Collected data entries:
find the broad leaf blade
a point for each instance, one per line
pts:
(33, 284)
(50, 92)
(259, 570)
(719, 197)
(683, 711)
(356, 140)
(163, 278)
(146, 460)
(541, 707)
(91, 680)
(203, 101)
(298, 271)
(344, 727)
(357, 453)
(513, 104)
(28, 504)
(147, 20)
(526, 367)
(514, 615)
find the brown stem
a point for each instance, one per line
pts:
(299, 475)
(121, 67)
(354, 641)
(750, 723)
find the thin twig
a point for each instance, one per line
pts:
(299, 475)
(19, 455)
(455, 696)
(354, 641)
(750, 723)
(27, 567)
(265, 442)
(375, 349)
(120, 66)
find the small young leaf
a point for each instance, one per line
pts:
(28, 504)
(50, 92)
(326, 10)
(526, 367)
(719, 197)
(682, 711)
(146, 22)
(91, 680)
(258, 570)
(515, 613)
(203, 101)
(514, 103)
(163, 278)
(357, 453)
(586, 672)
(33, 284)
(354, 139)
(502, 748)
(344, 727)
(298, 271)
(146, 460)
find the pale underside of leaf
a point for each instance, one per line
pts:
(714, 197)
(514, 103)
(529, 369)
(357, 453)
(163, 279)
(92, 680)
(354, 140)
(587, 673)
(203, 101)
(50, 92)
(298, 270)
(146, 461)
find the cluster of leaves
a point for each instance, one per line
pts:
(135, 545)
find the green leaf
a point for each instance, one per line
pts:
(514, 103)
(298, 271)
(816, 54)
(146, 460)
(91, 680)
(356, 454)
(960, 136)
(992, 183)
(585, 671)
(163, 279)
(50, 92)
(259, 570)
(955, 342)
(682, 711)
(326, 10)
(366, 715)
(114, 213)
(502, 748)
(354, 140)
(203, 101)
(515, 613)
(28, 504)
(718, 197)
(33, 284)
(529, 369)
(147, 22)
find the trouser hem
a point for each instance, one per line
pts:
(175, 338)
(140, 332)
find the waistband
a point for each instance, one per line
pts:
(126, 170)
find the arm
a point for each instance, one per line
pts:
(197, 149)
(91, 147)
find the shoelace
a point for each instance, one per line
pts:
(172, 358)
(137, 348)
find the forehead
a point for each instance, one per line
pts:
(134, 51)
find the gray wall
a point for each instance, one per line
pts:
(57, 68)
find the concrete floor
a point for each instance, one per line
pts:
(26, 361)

Exercise description: Rewrite all the items above, swapping every "find the" for "locate the" and keeping the rest unchanged.

Correct output:
locate the broad leaf blade
a point for each instance, one per line
pts:
(33, 284)
(50, 92)
(259, 570)
(719, 197)
(683, 711)
(356, 140)
(163, 278)
(146, 460)
(541, 707)
(91, 680)
(203, 101)
(298, 271)
(344, 727)
(357, 453)
(513, 104)
(28, 504)
(147, 20)
(526, 367)
(514, 615)
locate the brown stem
a point for each instance, one per line
pts:
(299, 475)
(121, 67)
(354, 641)
(750, 723)
locate the thin twig
a point for each instance, one per line
pts:
(299, 475)
(19, 455)
(455, 696)
(354, 641)
(750, 723)
(27, 567)
(265, 442)
(375, 349)
(120, 66)
locate the small young leaf
a point for each instance, one per line
pts:
(28, 504)
(50, 92)
(326, 10)
(526, 367)
(719, 197)
(682, 711)
(146, 22)
(91, 680)
(258, 570)
(515, 613)
(203, 101)
(514, 103)
(163, 278)
(357, 453)
(586, 672)
(33, 284)
(354, 139)
(502, 748)
(344, 727)
(298, 271)
(146, 460)
locate the pale underside of leaf
a point for each instance, one per line
pts:
(714, 197)
(514, 103)
(529, 369)
(357, 453)
(163, 279)
(92, 680)
(354, 140)
(587, 673)
(203, 101)
(50, 92)
(298, 270)
(146, 461)
locate the cluster of leaves
a point for each instance, one per line
pts:
(135, 545)
locate the green leaf
a point for each instance, one per line
pts:
(514, 103)
(298, 271)
(816, 54)
(146, 460)
(91, 680)
(356, 454)
(960, 136)
(992, 183)
(585, 671)
(163, 279)
(50, 92)
(259, 570)
(955, 342)
(682, 711)
(326, 10)
(366, 715)
(114, 213)
(502, 748)
(354, 140)
(203, 101)
(515, 613)
(28, 504)
(718, 197)
(33, 284)
(529, 369)
(147, 22)
locate the trouser hem
a point for each instance, one per line
pts:
(175, 338)
(140, 332)
locate the waistband
a point for each instance, one per line
pts:
(126, 170)
locate the arm
a point for each instance, one per line
pts:
(197, 149)
(91, 147)
locate the shoelace
a point for each instance, one per line
pts:
(172, 358)
(137, 348)
locate the forehead
a point for each instance, one per line
pts:
(134, 51)
locate the gray wall
a point for each instance, one per line
pts:
(57, 68)
locate the concrete floor
a point for each instance, one per line
pts:
(26, 361)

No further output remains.